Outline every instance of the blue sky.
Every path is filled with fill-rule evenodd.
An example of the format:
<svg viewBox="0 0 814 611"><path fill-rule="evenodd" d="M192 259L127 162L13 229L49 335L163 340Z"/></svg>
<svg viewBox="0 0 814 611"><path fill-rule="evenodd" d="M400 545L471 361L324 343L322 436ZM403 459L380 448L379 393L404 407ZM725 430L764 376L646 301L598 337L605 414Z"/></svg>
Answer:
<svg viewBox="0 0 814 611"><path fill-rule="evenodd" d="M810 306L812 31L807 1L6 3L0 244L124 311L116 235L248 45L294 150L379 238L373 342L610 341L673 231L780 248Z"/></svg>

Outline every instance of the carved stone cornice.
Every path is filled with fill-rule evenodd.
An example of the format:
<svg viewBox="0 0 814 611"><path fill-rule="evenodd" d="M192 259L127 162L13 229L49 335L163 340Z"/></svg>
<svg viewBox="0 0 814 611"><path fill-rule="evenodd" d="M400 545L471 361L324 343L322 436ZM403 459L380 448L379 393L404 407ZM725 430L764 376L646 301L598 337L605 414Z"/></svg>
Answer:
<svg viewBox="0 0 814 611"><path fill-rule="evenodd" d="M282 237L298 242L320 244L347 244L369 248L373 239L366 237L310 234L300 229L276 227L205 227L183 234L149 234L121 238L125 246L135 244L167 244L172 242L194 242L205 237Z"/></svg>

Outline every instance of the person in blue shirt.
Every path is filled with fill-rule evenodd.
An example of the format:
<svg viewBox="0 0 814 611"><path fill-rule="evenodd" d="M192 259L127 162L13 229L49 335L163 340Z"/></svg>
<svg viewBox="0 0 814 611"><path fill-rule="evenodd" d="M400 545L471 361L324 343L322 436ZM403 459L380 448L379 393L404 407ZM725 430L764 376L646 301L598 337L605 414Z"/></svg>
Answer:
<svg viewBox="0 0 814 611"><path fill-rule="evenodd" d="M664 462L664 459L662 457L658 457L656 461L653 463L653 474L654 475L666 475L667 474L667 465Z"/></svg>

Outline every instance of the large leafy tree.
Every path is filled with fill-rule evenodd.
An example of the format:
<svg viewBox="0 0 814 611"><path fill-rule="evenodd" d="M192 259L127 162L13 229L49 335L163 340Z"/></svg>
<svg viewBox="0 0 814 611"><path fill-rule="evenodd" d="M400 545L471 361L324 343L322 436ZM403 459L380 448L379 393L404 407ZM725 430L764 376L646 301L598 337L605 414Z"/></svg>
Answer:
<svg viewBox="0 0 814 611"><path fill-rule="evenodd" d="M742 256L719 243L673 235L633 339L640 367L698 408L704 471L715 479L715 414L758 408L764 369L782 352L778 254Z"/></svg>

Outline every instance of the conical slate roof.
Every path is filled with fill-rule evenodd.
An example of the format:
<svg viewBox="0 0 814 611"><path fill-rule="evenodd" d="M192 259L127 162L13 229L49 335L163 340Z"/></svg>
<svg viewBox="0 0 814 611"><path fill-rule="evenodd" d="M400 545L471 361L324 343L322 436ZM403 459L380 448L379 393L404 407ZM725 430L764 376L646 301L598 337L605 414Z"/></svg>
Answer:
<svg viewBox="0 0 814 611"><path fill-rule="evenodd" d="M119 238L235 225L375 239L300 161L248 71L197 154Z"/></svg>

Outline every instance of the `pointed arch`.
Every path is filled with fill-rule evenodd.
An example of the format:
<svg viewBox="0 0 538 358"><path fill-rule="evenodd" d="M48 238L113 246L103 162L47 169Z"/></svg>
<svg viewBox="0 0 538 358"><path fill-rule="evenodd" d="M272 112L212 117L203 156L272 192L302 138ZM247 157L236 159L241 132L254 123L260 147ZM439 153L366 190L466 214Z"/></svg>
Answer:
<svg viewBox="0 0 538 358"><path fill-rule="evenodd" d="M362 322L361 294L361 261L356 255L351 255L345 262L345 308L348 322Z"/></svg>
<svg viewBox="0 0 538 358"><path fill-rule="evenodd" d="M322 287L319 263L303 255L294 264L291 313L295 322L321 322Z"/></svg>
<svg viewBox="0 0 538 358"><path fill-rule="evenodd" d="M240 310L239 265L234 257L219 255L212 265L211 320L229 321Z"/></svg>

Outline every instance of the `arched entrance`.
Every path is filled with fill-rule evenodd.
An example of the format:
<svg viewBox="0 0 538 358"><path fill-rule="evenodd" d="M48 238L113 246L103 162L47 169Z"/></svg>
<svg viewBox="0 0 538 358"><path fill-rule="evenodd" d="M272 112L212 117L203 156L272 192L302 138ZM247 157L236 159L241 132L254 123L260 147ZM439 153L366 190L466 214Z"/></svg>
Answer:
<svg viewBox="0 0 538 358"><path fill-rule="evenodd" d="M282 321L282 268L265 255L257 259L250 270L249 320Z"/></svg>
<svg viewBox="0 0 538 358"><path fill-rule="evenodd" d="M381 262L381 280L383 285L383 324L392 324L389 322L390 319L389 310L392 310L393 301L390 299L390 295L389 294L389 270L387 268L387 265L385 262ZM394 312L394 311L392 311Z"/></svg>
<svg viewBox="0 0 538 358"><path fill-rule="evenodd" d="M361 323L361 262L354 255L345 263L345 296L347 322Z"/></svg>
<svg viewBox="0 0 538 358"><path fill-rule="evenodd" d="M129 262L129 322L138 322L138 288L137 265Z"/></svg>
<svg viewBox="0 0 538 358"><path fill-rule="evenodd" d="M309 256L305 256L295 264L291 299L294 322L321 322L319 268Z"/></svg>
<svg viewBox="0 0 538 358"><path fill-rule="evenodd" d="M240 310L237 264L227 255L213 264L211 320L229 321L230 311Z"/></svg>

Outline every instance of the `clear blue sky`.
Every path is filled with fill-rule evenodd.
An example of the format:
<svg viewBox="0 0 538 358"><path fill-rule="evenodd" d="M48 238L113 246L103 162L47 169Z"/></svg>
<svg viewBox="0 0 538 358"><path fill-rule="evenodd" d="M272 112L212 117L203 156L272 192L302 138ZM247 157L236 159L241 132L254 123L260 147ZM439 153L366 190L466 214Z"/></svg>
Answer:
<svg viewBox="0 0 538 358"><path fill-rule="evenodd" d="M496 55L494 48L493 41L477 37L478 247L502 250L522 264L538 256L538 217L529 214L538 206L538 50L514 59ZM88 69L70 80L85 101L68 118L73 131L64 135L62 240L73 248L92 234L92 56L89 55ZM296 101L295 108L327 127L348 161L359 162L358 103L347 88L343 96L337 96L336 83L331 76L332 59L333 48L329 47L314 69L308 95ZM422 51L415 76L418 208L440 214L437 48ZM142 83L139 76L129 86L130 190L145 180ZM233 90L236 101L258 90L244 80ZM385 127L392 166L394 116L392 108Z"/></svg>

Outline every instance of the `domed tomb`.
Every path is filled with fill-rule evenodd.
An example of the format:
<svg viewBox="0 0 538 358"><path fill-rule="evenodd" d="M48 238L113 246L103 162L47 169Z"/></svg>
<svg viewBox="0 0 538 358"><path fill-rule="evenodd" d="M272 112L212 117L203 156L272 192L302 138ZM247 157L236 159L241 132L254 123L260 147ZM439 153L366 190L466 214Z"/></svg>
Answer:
# # # #
Reproduce only the stretch of the records from the line containing "Outline every instance of the carved" through the line containing "462L664 459L662 457L658", swapping "An example of the format" for "A sample of the format" and leaving everything else unchanged.

Outline every instance of the carved stone cornice.
Every path is filled with fill-rule evenodd.
A sample of the format:
<svg viewBox="0 0 814 611"><path fill-rule="evenodd" d="M192 259L127 162L13 229L49 335L163 340Z"/></svg>
<svg viewBox="0 0 814 611"><path fill-rule="evenodd" d="M400 545L471 361L324 343L322 436ZM403 459L380 448L379 393L404 407ZM725 430L764 376L646 301L598 337L605 414Z"/></svg>
Answer:
<svg viewBox="0 0 814 611"><path fill-rule="evenodd" d="M282 237L298 242L320 244L347 244L369 248L373 239L366 237L310 234L300 229L276 227L205 227L183 234L149 234L121 238L125 246L135 244L167 244L172 242L194 242L205 237Z"/></svg>

Outline every instance of the person in blue shirt.
Every path is filled with fill-rule evenodd.
A sample of the format:
<svg viewBox="0 0 814 611"><path fill-rule="evenodd" d="M192 259L127 162L13 229L49 335L163 340Z"/></svg>
<svg viewBox="0 0 814 611"><path fill-rule="evenodd" d="M400 545L471 361L324 343L322 436ZM403 459L380 448L379 393L404 407ZM725 430L764 376L646 301L598 337L605 414Z"/></svg>
Answer:
<svg viewBox="0 0 814 611"><path fill-rule="evenodd" d="M664 462L664 459L662 457L658 457L656 461L653 463L653 474L654 475L666 475L667 474L667 465Z"/></svg>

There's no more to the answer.